• _WHAT IS NEEDED_
Repeat word for word the part of the monologue jokes that starts at "1. According to" and stops after "guy from Vermont.".

10. Real estate mogul and potential 2016 presidential candidate Donald Trump said he will make a major announcement on June 16. But, up until then, since he is still a private citizen, Trump hopes the media respects his wishes and covers him non-stop.

11. The Maryland “free-range” parents have been cleared of child neglect charges related to an incident in December in which their children, ages 6 and 10, were allowed to walk home alone from a playground over a mile away from their house. “Slow down! Now, where are these ‘free-range’ kids?” said Jerry Sandusky.

12. 73-year-old presidential hopeful Bernie Sanders is selling a bumper sticker that reads “Honk for a political revolution.” And, then in smaller print, “Or if I left my left blinker is on again.”

13. According to a new study, elderly men who exercise regularly may be less likely to die than those who live a sedentary lifestyle. Scientists determined this by looking up the definition of the word ‘exercise.’

14. According to a new study, elderly men who exercise regularly may be less likely to die than those who live a sedentary lifestyle. So, great news, that old guy in the gym locker room who refuses to cover up, he’s gonna be around for a long time.

15. A Seattle couple left nearly $850,000 to the U.S. government in their will. The couple is surviving by some pretty pissed off people.

16. WalMart is urging its meat suppliers to reduce their use of antibiotics. Said WalMart customers, “We’re already eating meat we bought at a WalMart, so really what’s the difference?”

17. The Dutch government on Friday agreed to introduce a ban on the wearing of the full-face veil, popular among Islamic women, in public places. Except for you Karen, you can keep wearing it.

April 29, 2015 – Monologue Jokes

1. According to a new survey, 1 out of 4 Americans didn’t exercise at all last year. And, according to a survey I conducted with my eyes, the remaining 3 out of 4 Americans are liars.

2. According to reports, Senator Bernie Sanders of Vermont will announce his candidacy for the Democratic presidential nomination on Thursday. Sanders is hoping to capitalize on Obama’s low approval numbers, because what’s the opposite of a black president? A white guy from Vermont.

• _DATASET EXTRACT_
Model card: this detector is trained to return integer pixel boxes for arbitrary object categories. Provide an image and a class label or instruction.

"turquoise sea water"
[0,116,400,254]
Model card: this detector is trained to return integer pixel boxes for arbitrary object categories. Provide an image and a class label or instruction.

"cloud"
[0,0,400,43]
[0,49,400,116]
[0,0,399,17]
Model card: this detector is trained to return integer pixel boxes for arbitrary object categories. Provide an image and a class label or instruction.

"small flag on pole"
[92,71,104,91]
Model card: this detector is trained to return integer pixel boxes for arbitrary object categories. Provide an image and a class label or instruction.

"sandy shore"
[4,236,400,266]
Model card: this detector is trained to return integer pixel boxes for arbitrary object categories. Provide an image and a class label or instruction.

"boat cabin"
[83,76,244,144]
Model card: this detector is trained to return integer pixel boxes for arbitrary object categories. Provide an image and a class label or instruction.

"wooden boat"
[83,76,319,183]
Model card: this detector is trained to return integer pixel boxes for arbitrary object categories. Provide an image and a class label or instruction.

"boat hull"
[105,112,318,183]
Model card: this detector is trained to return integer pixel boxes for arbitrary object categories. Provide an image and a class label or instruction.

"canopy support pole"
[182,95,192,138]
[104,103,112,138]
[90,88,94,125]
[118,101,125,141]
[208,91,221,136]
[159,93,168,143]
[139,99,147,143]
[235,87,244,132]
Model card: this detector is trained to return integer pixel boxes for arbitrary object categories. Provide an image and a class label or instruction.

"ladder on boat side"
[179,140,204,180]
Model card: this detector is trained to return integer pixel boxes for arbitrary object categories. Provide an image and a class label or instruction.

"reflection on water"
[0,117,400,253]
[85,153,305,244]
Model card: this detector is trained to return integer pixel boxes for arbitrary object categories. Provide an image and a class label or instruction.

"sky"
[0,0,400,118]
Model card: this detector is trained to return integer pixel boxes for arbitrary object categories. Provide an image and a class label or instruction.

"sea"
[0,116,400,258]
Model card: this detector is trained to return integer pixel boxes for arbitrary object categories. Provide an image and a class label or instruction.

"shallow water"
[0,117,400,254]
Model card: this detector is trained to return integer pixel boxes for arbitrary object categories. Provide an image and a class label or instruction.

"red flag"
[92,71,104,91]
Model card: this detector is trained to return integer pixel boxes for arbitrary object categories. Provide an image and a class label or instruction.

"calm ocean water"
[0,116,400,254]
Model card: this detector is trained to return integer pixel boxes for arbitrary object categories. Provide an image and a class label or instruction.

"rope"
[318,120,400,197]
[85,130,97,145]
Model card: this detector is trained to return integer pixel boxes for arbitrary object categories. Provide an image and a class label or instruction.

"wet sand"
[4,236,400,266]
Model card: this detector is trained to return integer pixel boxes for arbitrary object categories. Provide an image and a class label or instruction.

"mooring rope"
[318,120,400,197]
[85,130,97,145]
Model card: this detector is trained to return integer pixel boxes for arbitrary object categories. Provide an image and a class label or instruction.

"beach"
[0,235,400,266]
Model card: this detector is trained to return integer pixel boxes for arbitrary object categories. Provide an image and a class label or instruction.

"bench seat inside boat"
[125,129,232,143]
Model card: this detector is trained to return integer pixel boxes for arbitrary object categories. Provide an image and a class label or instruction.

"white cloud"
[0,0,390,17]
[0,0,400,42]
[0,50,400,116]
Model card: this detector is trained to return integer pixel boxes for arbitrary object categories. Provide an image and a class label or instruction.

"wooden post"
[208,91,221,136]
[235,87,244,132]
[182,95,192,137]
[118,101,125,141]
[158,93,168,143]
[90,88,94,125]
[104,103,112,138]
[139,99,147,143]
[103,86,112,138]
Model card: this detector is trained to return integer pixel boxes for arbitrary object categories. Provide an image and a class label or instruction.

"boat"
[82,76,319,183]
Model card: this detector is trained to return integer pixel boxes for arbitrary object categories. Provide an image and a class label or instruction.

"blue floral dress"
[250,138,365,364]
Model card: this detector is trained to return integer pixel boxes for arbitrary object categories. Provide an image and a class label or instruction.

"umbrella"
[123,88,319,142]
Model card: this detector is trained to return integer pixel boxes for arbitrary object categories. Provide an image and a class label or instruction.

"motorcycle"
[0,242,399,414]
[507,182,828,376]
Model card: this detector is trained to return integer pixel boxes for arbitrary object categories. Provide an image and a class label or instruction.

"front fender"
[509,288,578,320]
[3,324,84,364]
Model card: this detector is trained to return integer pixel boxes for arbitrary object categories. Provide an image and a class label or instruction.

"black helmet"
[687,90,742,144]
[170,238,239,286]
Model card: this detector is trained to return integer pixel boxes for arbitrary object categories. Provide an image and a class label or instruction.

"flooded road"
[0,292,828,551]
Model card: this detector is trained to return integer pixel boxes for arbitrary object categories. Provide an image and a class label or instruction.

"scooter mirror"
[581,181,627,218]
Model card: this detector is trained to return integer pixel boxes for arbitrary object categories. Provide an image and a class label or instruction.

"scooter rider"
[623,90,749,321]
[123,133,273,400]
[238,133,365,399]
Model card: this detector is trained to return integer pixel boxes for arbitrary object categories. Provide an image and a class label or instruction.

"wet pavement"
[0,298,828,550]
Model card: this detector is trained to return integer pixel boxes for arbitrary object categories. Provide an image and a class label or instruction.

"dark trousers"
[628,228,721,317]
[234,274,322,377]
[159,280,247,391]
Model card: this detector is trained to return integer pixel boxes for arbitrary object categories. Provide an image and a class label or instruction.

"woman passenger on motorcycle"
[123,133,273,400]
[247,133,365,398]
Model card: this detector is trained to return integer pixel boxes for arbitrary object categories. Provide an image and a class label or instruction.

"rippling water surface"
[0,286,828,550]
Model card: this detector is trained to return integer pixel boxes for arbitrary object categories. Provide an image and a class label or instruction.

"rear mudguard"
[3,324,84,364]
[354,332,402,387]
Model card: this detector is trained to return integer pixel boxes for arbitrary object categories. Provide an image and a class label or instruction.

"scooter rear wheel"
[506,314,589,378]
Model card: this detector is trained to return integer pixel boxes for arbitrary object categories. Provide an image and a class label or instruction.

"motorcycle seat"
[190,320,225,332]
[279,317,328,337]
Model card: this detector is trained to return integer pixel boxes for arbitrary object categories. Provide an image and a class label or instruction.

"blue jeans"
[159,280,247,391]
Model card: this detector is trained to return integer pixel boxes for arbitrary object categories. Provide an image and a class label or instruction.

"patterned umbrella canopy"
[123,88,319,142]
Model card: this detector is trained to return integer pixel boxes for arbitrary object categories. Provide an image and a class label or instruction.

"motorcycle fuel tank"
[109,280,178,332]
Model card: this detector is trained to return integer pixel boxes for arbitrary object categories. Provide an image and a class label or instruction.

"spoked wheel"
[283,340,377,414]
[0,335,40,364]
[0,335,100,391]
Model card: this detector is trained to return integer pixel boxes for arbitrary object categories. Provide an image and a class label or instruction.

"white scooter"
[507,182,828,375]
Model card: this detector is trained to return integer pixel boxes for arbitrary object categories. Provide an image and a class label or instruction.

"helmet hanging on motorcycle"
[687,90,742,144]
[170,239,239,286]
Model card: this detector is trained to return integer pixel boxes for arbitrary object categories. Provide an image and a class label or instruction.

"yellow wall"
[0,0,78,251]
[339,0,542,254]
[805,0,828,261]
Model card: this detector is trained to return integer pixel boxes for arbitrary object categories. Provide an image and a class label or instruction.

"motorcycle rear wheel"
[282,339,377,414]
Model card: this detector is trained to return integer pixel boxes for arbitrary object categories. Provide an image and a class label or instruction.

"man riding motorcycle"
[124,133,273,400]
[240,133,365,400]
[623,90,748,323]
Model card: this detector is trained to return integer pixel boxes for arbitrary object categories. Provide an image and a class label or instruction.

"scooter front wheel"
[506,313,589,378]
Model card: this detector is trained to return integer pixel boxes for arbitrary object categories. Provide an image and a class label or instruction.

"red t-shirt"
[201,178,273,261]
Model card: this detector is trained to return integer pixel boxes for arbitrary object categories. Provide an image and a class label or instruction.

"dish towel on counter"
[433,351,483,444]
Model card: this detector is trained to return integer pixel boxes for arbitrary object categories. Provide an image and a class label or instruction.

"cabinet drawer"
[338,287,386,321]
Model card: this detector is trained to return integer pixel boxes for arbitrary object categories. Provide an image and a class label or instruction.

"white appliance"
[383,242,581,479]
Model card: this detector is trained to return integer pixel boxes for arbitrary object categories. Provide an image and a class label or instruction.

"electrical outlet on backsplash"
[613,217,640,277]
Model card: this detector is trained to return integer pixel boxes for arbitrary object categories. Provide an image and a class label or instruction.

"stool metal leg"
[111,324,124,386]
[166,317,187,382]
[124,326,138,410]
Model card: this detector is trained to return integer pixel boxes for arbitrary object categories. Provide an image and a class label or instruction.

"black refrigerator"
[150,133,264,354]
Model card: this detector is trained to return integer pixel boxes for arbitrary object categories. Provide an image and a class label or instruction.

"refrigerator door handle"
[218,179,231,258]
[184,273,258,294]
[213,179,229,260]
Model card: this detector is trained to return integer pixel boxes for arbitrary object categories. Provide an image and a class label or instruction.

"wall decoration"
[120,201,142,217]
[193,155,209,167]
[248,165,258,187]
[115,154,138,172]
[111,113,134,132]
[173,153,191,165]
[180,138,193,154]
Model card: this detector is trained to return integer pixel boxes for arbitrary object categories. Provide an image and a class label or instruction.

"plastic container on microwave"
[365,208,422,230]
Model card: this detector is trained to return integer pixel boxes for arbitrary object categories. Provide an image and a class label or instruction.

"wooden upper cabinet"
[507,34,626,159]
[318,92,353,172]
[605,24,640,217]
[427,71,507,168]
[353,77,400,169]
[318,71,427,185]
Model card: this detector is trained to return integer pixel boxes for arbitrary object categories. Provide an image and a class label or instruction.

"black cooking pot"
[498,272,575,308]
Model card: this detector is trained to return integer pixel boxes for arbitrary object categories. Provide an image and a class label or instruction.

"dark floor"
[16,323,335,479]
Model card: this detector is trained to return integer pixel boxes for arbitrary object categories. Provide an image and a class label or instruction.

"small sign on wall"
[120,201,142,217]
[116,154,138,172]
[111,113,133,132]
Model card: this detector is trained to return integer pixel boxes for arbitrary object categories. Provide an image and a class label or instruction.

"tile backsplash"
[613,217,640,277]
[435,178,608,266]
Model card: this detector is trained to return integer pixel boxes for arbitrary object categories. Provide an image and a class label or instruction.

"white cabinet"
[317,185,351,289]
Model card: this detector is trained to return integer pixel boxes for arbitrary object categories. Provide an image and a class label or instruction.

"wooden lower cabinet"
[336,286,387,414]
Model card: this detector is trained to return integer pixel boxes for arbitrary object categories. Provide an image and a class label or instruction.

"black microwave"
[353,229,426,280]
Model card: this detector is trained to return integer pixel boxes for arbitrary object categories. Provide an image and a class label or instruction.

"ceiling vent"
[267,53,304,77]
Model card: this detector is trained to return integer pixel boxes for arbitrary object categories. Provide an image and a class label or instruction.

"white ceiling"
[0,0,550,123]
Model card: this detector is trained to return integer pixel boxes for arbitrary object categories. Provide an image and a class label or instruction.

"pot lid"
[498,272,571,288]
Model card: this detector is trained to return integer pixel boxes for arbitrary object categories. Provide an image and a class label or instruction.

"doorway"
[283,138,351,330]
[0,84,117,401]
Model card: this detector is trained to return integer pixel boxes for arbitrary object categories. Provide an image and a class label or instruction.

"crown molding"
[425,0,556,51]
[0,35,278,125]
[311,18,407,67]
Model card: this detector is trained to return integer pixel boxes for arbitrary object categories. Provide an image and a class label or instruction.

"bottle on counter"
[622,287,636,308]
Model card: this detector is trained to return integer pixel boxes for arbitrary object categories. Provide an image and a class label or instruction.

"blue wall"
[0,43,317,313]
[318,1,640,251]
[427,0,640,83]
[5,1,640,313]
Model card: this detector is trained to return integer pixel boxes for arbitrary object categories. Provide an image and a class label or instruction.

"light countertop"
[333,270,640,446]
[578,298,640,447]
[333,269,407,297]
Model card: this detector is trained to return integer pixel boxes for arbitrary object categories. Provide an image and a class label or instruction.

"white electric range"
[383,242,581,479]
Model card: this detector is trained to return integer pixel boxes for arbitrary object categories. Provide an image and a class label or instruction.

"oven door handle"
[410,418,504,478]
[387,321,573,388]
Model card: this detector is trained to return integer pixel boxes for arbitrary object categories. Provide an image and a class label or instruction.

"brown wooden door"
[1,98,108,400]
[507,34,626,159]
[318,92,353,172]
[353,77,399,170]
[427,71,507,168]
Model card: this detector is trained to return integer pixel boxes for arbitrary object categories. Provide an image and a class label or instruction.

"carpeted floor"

• _RESPONSE TO THIS EXERCISE_
1. According to a new survey, 1 out of 4 Americans didn’t exercise at all last year. And, according to a survey I conducted with my eyes, the remaining 3 out of 4 Americans are liars.

2. According to reports, Senator Bernie Sanders of Vermont will announce his candidacy for the Democratic presidential nomination on Thursday. Sanders is hoping to capitalize on Obama’s low approval numbers, because what’s the opposite of a black president? A white guy from Vermont.